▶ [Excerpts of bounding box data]
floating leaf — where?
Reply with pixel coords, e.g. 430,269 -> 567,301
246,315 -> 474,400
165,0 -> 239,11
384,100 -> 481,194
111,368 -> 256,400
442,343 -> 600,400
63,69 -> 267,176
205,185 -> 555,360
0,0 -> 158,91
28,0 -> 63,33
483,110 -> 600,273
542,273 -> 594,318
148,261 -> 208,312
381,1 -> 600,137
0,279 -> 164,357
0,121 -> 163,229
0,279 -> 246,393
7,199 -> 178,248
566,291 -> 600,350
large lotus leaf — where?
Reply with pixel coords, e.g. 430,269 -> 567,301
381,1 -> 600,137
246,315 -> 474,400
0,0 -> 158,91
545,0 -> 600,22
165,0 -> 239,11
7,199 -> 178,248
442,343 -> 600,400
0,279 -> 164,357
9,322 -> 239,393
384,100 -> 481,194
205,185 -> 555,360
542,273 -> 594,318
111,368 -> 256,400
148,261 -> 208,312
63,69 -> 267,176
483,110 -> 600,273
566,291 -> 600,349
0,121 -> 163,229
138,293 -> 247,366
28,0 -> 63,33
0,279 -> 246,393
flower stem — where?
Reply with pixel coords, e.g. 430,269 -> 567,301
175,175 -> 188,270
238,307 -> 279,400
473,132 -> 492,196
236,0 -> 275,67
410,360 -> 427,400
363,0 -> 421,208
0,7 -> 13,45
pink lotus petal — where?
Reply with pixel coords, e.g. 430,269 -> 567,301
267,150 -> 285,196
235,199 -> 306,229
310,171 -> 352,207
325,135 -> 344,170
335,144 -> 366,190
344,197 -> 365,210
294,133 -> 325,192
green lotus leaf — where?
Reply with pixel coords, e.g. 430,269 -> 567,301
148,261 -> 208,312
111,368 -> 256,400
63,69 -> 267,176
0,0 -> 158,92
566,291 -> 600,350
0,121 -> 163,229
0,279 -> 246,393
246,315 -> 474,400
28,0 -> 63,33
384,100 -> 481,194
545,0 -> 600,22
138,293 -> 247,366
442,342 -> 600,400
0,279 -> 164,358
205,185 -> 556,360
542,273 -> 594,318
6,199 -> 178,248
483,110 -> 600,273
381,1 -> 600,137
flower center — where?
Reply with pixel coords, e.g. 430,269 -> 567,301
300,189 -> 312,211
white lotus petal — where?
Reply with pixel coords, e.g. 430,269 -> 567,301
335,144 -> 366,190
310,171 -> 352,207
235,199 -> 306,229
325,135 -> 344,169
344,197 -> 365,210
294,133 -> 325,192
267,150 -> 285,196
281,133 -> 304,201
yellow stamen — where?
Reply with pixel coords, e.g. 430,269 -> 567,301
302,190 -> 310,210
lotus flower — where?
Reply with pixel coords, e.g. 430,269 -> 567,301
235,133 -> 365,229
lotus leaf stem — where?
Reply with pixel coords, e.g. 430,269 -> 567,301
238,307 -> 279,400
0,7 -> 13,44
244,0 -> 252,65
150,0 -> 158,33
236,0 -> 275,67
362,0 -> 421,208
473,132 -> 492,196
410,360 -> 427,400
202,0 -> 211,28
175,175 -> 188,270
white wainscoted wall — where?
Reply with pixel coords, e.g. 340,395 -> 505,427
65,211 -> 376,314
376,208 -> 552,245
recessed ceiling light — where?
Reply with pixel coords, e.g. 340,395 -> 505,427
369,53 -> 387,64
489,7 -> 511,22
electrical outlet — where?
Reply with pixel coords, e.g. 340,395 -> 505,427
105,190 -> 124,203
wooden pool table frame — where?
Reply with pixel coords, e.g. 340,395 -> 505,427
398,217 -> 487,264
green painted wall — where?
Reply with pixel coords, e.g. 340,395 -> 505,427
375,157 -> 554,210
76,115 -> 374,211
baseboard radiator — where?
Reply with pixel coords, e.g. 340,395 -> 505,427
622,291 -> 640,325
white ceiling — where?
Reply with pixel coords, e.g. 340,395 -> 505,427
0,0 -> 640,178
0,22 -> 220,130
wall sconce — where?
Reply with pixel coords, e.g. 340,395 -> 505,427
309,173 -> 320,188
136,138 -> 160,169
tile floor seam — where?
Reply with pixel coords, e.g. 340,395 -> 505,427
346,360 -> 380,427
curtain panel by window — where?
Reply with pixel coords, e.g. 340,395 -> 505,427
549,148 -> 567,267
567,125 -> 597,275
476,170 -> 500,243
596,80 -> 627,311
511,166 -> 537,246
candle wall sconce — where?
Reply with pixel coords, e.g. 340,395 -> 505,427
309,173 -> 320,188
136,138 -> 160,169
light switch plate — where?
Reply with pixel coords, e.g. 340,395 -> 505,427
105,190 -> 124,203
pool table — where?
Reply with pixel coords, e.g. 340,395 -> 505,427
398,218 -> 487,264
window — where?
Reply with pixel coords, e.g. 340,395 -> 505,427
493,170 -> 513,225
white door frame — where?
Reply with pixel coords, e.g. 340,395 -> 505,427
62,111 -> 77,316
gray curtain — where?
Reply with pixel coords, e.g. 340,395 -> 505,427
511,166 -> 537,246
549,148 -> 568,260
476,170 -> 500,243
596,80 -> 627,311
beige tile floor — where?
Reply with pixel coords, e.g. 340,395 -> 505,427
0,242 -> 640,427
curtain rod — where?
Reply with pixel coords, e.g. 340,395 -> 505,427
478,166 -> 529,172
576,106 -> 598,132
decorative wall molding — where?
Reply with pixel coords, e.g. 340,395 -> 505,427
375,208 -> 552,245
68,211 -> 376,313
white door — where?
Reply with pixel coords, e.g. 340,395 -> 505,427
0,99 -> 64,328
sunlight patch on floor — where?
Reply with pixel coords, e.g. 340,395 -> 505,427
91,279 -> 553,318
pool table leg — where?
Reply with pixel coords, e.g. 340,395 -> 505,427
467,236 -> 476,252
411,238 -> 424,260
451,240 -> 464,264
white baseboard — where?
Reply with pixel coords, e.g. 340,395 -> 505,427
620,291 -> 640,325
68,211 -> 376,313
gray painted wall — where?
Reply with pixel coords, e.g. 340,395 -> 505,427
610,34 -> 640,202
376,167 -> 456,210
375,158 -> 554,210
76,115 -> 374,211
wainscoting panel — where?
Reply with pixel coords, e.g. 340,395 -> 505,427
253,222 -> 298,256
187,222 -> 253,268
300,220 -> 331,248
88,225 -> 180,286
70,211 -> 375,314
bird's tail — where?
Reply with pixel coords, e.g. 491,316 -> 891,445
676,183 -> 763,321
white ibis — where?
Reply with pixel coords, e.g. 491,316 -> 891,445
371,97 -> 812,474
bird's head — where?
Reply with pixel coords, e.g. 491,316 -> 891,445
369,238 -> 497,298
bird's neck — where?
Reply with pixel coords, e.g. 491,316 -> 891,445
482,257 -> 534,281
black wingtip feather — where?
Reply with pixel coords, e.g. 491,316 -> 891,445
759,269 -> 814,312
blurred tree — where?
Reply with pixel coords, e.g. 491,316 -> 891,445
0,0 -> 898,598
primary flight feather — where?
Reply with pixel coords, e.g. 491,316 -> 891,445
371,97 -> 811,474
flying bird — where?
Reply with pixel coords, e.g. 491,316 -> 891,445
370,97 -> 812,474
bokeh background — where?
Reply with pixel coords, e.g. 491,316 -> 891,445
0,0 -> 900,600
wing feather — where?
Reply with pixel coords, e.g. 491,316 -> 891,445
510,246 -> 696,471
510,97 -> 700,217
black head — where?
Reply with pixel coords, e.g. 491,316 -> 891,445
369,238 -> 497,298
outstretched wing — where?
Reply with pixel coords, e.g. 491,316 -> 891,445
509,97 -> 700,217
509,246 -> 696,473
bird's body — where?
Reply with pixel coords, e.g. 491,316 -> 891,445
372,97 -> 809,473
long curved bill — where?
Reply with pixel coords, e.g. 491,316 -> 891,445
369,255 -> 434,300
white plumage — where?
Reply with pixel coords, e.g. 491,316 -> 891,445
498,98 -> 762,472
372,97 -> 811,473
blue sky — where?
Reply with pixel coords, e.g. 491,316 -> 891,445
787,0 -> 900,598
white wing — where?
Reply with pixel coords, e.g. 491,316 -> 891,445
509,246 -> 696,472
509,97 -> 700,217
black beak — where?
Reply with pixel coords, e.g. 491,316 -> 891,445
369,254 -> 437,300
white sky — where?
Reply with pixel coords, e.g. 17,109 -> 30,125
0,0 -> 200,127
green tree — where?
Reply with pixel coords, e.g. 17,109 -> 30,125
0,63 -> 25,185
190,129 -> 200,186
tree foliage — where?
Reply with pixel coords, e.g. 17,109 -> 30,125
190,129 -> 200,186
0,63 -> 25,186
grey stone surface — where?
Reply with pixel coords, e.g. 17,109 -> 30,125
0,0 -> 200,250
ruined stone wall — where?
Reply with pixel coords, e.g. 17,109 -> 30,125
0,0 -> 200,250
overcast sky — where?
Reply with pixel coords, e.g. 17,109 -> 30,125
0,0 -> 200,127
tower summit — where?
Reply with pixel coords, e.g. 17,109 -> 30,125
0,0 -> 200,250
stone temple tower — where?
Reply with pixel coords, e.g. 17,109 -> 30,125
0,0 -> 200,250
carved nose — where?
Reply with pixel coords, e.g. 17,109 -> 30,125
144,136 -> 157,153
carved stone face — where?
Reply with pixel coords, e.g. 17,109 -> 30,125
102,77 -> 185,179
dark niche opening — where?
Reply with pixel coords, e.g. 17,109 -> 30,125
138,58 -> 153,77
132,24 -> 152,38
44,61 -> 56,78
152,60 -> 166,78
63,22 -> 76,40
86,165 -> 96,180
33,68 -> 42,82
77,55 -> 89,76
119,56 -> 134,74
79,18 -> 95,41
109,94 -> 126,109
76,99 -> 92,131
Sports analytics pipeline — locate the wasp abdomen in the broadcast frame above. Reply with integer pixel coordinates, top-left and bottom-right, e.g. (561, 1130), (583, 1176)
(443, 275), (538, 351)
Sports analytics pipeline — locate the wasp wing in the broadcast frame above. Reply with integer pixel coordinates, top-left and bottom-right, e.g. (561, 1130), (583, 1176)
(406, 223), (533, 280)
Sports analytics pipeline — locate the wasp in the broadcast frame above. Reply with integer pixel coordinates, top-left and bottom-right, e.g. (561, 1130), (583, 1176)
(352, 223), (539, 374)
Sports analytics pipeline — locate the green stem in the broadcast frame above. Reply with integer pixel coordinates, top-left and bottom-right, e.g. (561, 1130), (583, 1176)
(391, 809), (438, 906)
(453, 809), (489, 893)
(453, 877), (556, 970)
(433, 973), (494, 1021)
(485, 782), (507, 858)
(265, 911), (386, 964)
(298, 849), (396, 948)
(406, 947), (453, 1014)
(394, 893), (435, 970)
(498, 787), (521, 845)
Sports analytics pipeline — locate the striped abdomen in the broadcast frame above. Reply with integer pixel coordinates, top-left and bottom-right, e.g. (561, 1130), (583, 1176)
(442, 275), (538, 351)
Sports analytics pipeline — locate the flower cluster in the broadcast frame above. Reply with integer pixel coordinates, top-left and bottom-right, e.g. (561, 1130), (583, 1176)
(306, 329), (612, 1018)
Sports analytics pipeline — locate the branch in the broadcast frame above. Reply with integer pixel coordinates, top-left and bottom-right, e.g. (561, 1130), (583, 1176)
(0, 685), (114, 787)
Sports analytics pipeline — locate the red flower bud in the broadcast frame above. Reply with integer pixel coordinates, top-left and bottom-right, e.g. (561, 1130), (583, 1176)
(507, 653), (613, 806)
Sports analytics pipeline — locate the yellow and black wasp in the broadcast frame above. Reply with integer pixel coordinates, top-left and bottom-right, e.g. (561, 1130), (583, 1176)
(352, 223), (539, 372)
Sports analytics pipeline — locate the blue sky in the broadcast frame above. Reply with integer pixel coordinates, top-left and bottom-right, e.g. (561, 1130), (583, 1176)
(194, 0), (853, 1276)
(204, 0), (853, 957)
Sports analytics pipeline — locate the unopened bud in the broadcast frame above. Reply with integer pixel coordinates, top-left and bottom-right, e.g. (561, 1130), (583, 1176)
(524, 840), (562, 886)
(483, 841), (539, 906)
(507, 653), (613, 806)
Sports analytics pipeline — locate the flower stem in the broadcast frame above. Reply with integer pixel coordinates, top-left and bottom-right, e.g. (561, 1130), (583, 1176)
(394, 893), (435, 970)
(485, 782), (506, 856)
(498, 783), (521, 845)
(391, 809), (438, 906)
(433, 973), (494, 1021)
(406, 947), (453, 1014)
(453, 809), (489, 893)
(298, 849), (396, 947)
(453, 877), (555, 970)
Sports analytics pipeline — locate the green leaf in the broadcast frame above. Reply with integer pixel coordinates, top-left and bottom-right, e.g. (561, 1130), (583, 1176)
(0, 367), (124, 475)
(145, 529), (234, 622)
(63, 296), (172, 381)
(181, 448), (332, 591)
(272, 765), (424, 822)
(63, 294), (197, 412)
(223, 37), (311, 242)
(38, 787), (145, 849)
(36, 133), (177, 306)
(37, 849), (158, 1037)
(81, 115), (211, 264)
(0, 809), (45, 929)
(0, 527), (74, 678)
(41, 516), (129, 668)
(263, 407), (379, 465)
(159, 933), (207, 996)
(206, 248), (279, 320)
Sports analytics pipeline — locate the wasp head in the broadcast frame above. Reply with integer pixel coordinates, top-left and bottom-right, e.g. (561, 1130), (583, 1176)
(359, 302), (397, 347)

▶ [INSTRUCTION]
Please rewrite the items from the line containing "Sports analytics pipeline — locate the flower stem" through the end of the items, changing "integer pixel coordinates" to "whole-number pixel coordinates" and keeping everything else the same.

▶ [TASK OUTPUT]
Sports analytics pipeline — locate the flower stem in the broadcast frame above. Reply with whole-number pixel coordinates, top-left and bottom-right, e.g. (561, 1130), (583, 1176)
(394, 893), (435, 970)
(485, 782), (506, 856)
(498, 783), (521, 845)
(391, 809), (438, 906)
(433, 973), (494, 1021)
(406, 947), (453, 1014)
(453, 809), (489, 893)
(298, 849), (396, 947)
(453, 877), (555, 970)
Sports analytics pipeline — locate the green leaf in the broadcast frame above. Reply with whole-number pixel coordinates, top-left and bottom-right, e.g. (561, 1130), (583, 1176)
(0, 367), (124, 475)
(145, 529), (234, 622)
(63, 296), (172, 381)
(181, 448), (332, 591)
(272, 765), (424, 822)
(63, 294), (197, 412)
(223, 37), (311, 242)
(38, 787), (145, 849)
(36, 133), (177, 306)
(37, 849), (158, 1037)
(81, 115), (211, 264)
(0, 809), (45, 929)
(0, 527), (74, 678)
(41, 516), (129, 668)
(263, 407), (379, 465)
(159, 933), (207, 996)
(206, 248), (279, 320)
Sports analytics pipeline — locate the wasp head in the broadcast frame above. Reply with whole-number pixel coordinates, top-left and bottom-right, e.g. (561, 1130), (583, 1176)
(359, 302), (397, 347)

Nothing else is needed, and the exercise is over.